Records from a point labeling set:
+ + + +
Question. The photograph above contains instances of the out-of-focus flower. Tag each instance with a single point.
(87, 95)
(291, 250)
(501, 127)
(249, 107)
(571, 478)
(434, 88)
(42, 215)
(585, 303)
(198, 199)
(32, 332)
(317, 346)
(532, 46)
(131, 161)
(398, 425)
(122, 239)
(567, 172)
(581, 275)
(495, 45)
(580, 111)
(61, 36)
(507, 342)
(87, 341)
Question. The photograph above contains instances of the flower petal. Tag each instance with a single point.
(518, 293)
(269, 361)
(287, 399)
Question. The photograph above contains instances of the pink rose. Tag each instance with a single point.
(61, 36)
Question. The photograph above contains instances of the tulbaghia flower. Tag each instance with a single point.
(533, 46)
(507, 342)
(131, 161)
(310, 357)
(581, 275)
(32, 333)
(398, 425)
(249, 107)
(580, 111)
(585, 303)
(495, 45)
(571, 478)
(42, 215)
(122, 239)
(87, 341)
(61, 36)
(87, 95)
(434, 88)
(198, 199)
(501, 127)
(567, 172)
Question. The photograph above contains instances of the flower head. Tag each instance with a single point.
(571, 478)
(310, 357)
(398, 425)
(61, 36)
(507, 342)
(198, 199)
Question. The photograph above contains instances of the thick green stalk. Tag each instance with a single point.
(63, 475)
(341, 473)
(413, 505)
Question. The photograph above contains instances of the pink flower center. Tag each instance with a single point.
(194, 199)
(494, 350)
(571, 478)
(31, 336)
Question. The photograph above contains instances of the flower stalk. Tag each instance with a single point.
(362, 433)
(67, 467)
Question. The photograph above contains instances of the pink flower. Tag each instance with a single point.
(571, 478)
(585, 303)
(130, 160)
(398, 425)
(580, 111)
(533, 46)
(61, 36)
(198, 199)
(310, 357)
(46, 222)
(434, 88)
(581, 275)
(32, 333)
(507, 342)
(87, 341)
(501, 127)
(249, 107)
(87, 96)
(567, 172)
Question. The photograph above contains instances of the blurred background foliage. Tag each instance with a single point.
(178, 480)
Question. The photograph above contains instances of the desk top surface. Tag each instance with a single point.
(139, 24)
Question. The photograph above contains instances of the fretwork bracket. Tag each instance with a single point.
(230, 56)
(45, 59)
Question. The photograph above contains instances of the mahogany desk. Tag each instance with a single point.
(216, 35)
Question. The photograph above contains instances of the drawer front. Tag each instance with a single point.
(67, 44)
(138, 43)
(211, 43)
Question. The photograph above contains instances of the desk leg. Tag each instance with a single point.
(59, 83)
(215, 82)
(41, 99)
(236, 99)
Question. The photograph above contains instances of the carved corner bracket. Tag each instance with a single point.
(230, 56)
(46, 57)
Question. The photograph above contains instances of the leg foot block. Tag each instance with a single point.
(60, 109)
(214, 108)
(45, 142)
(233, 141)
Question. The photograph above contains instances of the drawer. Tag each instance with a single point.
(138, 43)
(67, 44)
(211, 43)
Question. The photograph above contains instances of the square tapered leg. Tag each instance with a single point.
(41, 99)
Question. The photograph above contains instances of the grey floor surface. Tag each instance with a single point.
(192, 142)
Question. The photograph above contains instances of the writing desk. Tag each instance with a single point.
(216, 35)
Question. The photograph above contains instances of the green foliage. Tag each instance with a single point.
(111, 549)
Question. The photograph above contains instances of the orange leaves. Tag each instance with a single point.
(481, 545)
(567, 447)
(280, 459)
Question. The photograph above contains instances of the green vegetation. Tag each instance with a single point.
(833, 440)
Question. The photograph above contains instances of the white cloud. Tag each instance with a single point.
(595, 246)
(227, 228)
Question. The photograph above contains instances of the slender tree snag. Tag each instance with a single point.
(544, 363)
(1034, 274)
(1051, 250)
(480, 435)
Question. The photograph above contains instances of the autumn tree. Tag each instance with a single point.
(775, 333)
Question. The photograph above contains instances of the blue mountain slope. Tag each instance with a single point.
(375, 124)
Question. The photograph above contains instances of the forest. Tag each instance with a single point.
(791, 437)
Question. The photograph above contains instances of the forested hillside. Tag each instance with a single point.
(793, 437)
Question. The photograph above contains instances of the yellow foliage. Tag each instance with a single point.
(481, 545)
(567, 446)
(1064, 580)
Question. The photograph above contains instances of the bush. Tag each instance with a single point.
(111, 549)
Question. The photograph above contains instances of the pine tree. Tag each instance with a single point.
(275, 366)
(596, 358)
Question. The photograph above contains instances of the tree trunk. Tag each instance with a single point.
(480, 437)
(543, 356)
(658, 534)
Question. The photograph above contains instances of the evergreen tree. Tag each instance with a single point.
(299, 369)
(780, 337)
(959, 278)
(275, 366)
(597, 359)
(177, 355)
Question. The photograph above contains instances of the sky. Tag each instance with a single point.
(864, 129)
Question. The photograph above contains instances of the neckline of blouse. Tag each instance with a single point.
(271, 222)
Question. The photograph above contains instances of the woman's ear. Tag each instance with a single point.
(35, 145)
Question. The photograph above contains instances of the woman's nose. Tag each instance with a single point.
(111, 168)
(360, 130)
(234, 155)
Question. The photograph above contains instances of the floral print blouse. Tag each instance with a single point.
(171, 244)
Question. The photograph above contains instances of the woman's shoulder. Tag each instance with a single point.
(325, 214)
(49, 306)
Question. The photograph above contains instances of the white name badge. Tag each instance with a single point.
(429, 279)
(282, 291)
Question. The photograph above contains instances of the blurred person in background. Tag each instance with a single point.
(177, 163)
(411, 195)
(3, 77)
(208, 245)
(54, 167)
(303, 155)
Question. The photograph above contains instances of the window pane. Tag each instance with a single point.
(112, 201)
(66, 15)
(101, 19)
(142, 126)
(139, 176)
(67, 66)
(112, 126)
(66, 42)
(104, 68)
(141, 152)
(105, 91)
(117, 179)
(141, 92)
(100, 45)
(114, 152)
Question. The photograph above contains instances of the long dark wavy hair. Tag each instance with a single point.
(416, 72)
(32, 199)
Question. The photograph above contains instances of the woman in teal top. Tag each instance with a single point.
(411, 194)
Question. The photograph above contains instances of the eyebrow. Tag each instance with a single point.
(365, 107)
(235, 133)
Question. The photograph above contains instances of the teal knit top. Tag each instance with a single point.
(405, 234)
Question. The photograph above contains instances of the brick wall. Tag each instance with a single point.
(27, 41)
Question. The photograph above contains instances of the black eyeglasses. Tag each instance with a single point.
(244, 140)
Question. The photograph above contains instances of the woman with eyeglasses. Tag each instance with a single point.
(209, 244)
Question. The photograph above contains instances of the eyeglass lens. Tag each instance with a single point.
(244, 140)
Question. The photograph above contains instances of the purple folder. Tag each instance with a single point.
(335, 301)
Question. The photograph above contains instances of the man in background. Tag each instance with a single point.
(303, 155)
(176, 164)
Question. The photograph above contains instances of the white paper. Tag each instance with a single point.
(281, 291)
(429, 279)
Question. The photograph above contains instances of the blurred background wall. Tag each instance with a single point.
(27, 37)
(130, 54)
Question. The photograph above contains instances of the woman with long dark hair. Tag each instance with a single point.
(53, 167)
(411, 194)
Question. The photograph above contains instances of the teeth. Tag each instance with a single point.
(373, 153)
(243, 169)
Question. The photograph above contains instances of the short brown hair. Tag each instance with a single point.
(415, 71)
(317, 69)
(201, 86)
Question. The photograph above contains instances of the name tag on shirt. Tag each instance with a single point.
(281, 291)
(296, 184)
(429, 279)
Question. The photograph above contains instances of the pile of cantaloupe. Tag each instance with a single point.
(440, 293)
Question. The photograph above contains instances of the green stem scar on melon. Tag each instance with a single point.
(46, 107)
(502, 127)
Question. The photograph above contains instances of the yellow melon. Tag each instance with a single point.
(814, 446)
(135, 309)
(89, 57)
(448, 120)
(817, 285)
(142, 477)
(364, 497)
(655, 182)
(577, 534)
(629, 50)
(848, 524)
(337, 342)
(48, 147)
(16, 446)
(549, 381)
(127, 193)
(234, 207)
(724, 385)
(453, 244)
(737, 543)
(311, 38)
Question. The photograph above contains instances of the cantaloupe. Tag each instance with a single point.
+ + + +
The line containing "Question. The photograph above contains instances of the name" marks the start; retype it and each line after it through the end of the records above, exactly.

- RESULT FOR THIS TASK -
Question. The photograph above contains instances of the name tag on shirt. Tag each instance with a single point.
(281, 291)
(296, 184)
(429, 279)
Question. The photograph above contains instances of the pile of cantaloupe. Tag each instance with a single point.
(440, 293)
Question. The photograph above contains instances of the green stem scar on melon. Tag each instance with a single point.
(46, 107)
(502, 127)
Question. The photograph above contains instances of the yellow melon. Tag each instance with a single point.
(814, 446)
(135, 309)
(89, 57)
(448, 120)
(817, 285)
(142, 477)
(364, 497)
(655, 182)
(577, 534)
(629, 50)
(848, 524)
(337, 342)
(48, 147)
(16, 446)
(549, 381)
(127, 193)
(234, 207)
(724, 385)
(453, 244)
(737, 543)
(311, 38)
Question. The photograph above contains instances of the cantaloupe. Tag each instance with a single point.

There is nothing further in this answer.